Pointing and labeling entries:
>> Begin

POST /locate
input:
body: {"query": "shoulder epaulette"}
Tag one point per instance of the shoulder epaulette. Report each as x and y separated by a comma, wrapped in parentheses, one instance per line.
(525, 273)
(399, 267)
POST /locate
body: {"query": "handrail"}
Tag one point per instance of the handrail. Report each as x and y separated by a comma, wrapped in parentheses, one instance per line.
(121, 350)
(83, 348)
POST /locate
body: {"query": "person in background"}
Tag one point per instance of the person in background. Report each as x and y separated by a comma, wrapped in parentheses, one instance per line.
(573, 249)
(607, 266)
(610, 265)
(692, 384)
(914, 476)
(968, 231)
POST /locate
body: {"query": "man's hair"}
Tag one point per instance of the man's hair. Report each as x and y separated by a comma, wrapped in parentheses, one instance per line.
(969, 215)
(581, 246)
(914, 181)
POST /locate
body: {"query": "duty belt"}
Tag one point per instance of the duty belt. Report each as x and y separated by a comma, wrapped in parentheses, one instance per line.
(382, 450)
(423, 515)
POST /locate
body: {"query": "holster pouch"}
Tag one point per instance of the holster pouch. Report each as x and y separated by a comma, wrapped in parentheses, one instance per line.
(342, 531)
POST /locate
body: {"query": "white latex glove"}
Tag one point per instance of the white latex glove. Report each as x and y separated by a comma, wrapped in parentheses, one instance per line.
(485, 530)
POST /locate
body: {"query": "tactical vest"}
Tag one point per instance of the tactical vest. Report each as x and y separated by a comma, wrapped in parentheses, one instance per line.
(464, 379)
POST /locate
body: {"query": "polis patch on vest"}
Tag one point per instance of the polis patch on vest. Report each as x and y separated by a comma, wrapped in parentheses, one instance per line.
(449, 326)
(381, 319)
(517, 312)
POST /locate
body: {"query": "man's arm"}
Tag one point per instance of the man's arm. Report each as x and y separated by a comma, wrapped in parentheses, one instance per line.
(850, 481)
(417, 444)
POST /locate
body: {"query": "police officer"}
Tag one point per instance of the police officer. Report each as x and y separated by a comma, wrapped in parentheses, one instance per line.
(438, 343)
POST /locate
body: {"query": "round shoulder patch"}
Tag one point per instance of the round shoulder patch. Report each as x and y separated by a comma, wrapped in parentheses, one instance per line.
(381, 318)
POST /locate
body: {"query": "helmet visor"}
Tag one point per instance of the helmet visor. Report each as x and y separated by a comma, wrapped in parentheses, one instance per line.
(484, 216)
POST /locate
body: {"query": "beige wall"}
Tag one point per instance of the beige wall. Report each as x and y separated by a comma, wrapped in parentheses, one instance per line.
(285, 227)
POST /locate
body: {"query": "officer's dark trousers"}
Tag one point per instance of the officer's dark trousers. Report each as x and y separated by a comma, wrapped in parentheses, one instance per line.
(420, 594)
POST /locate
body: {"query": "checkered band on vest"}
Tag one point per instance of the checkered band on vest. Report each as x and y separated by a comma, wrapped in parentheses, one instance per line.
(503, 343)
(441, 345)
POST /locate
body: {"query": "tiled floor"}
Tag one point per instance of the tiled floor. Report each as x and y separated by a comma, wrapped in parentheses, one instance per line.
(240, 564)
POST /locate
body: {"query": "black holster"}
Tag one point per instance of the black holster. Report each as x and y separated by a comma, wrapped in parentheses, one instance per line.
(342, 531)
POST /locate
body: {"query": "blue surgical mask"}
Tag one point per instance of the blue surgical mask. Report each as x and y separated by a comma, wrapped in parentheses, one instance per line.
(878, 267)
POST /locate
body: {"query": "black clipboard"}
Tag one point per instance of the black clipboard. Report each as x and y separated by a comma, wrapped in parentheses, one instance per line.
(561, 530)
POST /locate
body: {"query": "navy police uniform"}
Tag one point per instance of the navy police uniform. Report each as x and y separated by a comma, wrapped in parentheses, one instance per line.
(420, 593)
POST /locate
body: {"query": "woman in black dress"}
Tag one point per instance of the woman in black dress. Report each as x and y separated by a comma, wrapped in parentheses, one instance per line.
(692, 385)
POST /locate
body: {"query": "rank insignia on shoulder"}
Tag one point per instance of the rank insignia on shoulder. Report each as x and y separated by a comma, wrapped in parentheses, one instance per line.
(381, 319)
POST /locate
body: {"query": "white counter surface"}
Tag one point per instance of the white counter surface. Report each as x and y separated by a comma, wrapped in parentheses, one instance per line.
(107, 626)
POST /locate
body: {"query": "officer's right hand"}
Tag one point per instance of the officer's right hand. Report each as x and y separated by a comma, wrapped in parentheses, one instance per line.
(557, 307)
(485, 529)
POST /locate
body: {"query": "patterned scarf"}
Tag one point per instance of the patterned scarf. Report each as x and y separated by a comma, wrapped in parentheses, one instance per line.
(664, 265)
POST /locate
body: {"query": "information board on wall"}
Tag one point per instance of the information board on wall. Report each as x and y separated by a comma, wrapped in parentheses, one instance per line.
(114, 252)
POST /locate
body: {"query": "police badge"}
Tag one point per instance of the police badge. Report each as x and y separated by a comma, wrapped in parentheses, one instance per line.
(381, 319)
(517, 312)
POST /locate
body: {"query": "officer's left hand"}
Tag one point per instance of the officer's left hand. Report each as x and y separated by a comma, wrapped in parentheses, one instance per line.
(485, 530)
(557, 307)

>> End

→ **Prompt**
Retype all of the material above with every character intact.

→ **Task response**
POST /locate
input:
body: {"query": "shoulder epaulette"}
Tag one point per instance of the shoulder epaulette. Report each as x and y separated by a comma, wrapped in parentheses, one instance per line.
(525, 273)
(399, 267)
POST /locate
body: {"query": "handrail"}
Tag one point per instance of the handrail. Report each as x and y separated by a comma, wrapped in parentheses, one instance per line.
(121, 350)
(83, 348)
POST /locate
body: {"query": "person in background"}
Tag one point per instance of the person in background. Report each as x and y separated by a comma, wrapped in parentheses, one instance per line.
(573, 249)
(607, 266)
(610, 265)
(692, 384)
(914, 476)
(968, 231)
POST /locate
body: {"query": "man's hair"}
Tag one point per instance of the man's hair. Report each as x and y separated by a comma, wrapped in parentheses, one instance per line.
(969, 215)
(581, 246)
(914, 181)
POST /locate
body: {"query": "duty belt"}
Tag one point per instance of the duty belt. Report each as x and y separated by a comma, wrapped in parentheses, one instance per line.
(382, 450)
(423, 515)
POST /locate
body: {"query": "holster pouch"}
Tag one point per instance of the holster pouch. Report each as x and y separated by a comma, wrapped in parentheses, one instance per line.
(342, 531)
POST /locate
body: {"query": "white latex glove"}
Tag one point per instance of the white latex glove. Report each as x and y separated by a comma, wrapped in parentheses, one instance per line.
(485, 530)
POST /locate
body: {"query": "tactical vest"}
Tag one point per instance of the tactical vest. Report each as x and y separated by a comma, wrapped in parentheses, one instance per line.
(464, 379)
POST /locate
body: {"query": "polis patch on vest"}
Tag one point per instance of the polis patch on vest. Report each as x and y separated by a comma, wrapped in parentheses, one instance per line.
(449, 326)
(381, 319)
(517, 312)
POST /locate
body: {"query": "man's arm"}
Tag one point per instance of the man's arm. Report each as x and y separated by a comma, wrapped in parentheses, one instance per line.
(850, 481)
(417, 444)
POST /locate
body: {"query": "police officer"}
Tag one point per instance of the police officer. Report each as x and y separated by a comma, wrapped in parentheses, one instance per line.
(438, 343)
POST /locate
body: {"query": "round shoulder patch"}
Tag one point per instance of the round shoulder patch. Report each as x and y separated by a comma, wrapped in parentheses, one instance per line.
(381, 318)
POST /locate
body: {"query": "helmet visor"}
Tag one point per instance of the helmet visor. Report each as x and y separated by a comma, wrapped in parentheses, one instance per line.
(484, 216)
POST /locate
body: {"query": "beige wall"}
Tag one point per instance of the beige wall. Report each as x and y separated by a comma, wrapped in parentheses, one instance per line.
(285, 227)
POST /locate
body: {"query": "officer's dark trousers"}
Tag one point per instance of the officer's dark trousers. Report each as x and y separated by a comma, wrapped in parentheses, one instance per line.
(420, 594)
POST /locate
body: {"query": "checkered band on vest"}
Tag one point per instance of the checkered band on vest. Report each as x and y separated by a comma, wrapped in parentheses, one instance per line.
(503, 343)
(441, 345)
POST /locate
body: {"query": "tiled floor"}
Tag one point per instance of the tiled floor. Report each as x and y separated by a comma, wrapped in parentheses, one instance per line.
(240, 564)
POST /locate
body: {"query": "black holster"}
Tag one point per instance of the black holster. Report each as x and y separated by a comma, wrapped in parentheses, one instance per line.
(342, 531)
POST /locate
body: {"query": "blue surgical mask"}
Tag one point per instance of the blue surgical mask. Report each as x and y separated by a comma, wrapped in parentheses, one instance per line.
(878, 267)
POST /locate
body: {"query": "black clipboard"}
Tag one point per instance of the black clipboard. Report each as x and y separated by a comma, wrapped in parentheses, one instance per line.
(561, 530)
POST /locate
body: {"query": "navy police uniform"}
Tag one point per instance of the navy police uniform. Report each as x and y separated by a comma, wrapped in parentheses, one instance per line.
(420, 593)
POST /locate
body: {"query": "woman in black dress"}
Tag one point per instance of the woman in black dress. Report each as x and y separated by a comma, wrapped in parentheses, one instance per line.
(692, 385)
POST /locate
body: {"query": "rank insignia on shoulder"}
Tag one point per instance of the rank insignia on shoulder. Report each as x and y separated by a comma, wrapped in parentheses, one instance per line.
(381, 319)
POST /locate
body: {"query": "white counter surface"}
Tag one point per instance of the white counter surface. Report each as x and y separated by a comma, wrapped in parentheses, one instance per line.
(107, 626)
POST /locate
body: {"query": "officer's right hand"}
Tag one point per instance of the officer's right hand. Report each as x and y separated by a comma, wrapped in parentheses, one instance per line.
(557, 307)
(485, 529)
POST /locate
body: {"query": "patterned scarf"}
Tag one point per instance of the patterned scarf. Report each as x and y separated by a comma, wrapped in parentheses, one instance per line.
(664, 265)
POST /locate
body: {"query": "information board on wall"}
Tag one point per instance of the information board on wall. Report each as x and y separated by a comma, wrapped in parentheses, one instance per line.
(114, 252)
POST /locate
body: {"query": "police badge"}
Tag one point per instance of the police badge. Report each as x and y separated by a comma, wrapped in parentheses, one instance per line.
(381, 319)
(517, 312)
POST /locate
body: {"query": "officer's left hand"}
Tag one point per instance of the officer's left hand. Report each as x and y separated by a comma, wrapped in parentheses, one instance per line.
(485, 530)
(557, 307)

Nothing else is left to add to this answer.